AF: Eu fui para lá duas vezes. A primeira vez fui fazer uma residência e a segunda eu fui participar de uns festivais. Isso foi em 2015-2016, depois em 2017. Foi muito louco porque fui convidada pela Embaixada do Brasil na Índia e lá eu podia escrever sobre o que quisesse. Fiquei morando três meses lá e viajando. Algumas viagens entraram nos poemas, eu escrevi poemas sobre a Índia, mas não publiquei ainda. Acho que para mim é mais fácil escrever sobre um lugar quando já estou longe deles, mas é um país muito diferente de tudo o que já tinha visto e acho que me abriu a cabeça para outras coisas.
******************************
> [LISTA DE TAREFAS]
A – Responda a estas perguntas com base no trecho sobre a estadia na Índia:
(i) Por quem a pessoa entrevistada foi convidada?
(ii) Por quanto tempo ela ficou morando lá?
(iii) O que ela foi fazer na segunda vez?
B – Devolva sem nenhuma alteração a parte do trecho sobre a estadia na Índia que vai de "AF: Eu fui para" até "para outras coisas.", incluindo essas palavras.
C – Dê continuidade ao trecho sobre a estadia na Índia, começando logo após a última frase dele.
******************************
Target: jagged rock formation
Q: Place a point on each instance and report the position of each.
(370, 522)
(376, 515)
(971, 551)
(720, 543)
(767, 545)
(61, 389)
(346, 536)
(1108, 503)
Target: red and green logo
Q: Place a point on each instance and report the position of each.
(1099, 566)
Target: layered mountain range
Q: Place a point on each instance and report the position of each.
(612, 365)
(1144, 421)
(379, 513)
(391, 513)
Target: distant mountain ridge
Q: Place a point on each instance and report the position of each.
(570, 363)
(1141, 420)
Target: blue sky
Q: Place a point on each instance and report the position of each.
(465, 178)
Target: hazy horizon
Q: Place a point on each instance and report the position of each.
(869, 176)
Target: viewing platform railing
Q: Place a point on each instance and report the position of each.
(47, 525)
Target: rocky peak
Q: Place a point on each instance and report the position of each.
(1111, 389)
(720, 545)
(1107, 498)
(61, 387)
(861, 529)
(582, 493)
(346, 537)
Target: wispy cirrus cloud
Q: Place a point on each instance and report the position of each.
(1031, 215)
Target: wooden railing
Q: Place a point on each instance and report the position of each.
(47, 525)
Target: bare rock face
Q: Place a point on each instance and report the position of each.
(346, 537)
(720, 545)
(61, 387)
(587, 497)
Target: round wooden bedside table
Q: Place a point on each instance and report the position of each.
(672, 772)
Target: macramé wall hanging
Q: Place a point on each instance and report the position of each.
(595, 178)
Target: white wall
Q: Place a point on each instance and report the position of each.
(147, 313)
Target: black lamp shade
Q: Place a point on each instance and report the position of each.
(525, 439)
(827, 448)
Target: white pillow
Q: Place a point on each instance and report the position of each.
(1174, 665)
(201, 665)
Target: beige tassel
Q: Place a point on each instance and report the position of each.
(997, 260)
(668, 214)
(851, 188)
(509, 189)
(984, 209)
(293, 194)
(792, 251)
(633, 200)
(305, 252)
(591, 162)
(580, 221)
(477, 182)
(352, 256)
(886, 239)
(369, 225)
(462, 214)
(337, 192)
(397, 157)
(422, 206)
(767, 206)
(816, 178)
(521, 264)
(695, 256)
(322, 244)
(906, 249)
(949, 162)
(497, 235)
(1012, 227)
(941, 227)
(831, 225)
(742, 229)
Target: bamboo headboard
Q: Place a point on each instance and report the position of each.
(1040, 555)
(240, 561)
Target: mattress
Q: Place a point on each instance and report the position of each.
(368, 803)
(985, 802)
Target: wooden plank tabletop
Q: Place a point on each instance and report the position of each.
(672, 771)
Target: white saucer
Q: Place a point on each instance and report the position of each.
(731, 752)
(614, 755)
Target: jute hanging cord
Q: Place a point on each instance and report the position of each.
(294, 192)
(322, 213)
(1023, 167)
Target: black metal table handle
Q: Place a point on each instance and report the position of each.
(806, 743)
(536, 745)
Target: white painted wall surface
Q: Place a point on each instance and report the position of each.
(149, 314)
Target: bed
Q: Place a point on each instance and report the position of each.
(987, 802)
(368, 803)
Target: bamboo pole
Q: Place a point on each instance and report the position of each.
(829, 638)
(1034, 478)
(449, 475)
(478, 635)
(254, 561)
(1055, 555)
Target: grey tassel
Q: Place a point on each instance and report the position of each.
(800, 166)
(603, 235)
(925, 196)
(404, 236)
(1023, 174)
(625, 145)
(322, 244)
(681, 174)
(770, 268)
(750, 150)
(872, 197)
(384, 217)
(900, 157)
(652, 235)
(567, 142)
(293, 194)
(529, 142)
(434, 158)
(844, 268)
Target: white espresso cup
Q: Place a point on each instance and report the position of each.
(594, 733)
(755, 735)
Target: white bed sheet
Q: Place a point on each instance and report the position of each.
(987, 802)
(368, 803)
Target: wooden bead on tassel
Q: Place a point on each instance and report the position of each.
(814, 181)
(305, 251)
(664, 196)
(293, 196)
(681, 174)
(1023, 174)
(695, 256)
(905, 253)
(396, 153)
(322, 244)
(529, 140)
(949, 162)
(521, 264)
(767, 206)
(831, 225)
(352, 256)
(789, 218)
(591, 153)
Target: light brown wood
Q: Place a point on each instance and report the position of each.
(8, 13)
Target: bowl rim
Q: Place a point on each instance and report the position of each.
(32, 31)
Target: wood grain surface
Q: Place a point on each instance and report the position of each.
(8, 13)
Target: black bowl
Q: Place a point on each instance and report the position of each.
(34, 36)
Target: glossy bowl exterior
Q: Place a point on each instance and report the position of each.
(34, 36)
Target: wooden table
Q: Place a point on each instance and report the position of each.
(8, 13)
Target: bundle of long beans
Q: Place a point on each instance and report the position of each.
******************************
> [RESPOSTAS POR TAREFA]
A –
(i) Pela Embaixada do Brasil na Índia.
(ii) Por três meses.
(iii) Participar de uns festivais.

B –
AF: Eu fui para lá duas vezes. A primeira vez fui fazer uma residência e a segunda eu fui participar de uns festivais. Isso foi em 2015-2016, depois em 2017. Foi muito louco porque fui convidada pela Embaixada do Brasil na Índia e lá eu podia escrever sobre o que quisesse. Fiquei morando três meses lá e viajando. Algumas viagens entraram nos poemas, eu escrevi poemas sobre a Índia, mas não publiquei ainda. Acho que para mim é mais fácil escrever sobre um lugar quando já estou longe deles, mas é um país muito diferente de tudo o que já tinha visto e acho que me abriu a cabeça para outras coisas.

C –
Jucilene Braga: A partir do que Adriana falou eu fiquei pensando que alguns poemas de Canções de atormentar a gente lê cantando, não é? Eu não sei se você tem essa impressão, mas tem a repetição das sílabas, e em um poema você faz um jogo de palavras, “entrei no grande magazine”, e vai trocando os versos, o que dá muita vontade de ler cantando. Como você falou da compra do instrumento e do título das canções, essa mobilização do ritmo, eu queria saber se no seu processo de criação dos textos a música interfere. Você também escreve cantando, a música aparece como uma motivação?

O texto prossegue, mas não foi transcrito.